* Input data
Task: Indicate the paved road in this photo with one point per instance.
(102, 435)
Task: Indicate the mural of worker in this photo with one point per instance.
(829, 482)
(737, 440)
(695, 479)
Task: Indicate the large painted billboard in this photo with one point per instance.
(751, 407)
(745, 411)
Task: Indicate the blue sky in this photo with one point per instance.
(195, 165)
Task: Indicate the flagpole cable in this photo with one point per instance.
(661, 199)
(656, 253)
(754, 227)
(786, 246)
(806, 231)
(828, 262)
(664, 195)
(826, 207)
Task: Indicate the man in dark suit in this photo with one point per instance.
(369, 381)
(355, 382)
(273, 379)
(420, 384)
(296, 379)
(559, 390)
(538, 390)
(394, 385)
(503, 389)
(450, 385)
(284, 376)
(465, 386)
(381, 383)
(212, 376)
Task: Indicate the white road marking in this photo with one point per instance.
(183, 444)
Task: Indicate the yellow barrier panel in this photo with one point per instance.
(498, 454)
* * *
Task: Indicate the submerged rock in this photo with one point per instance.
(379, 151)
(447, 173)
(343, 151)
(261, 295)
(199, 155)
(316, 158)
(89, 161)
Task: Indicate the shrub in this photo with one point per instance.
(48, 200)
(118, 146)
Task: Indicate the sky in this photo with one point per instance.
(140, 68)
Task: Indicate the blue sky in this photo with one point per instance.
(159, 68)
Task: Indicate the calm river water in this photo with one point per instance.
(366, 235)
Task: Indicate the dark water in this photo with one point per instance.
...
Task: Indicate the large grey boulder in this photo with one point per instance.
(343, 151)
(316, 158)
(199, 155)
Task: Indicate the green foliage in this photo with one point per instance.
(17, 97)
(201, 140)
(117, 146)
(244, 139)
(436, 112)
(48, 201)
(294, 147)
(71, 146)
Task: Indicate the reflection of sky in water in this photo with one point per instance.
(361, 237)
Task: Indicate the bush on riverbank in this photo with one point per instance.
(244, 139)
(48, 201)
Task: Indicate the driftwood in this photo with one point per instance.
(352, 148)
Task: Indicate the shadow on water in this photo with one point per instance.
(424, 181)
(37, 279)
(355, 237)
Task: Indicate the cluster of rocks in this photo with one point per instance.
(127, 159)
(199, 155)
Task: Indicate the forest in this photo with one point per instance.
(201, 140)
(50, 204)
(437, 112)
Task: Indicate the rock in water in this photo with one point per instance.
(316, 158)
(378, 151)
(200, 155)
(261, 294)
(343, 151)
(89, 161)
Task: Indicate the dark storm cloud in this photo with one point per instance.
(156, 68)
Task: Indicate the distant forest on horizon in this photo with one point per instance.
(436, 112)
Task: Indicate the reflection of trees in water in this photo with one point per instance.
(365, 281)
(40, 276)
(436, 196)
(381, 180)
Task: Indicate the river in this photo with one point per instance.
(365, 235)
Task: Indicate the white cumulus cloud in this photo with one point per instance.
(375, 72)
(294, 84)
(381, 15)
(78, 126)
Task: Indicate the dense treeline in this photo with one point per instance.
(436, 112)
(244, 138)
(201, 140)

* The problem
Taking the lines above, repeat exactly those from the line that contains "Task: Indicate the sky" through the line that contains "Task: Indicate the dark water", and both of those lines as well. Include nothing else.

* Answer to the problem
Task: Indicate the sky in this photo with one point per instance.
(140, 68)
Task: Indicate the blue sky in this photo with one point per instance.
(159, 68)
Task: Indicate the calm river water in this photo with one point per instance.
(366, 235)
Task: Indicate the dark water in this photo with one point per instance.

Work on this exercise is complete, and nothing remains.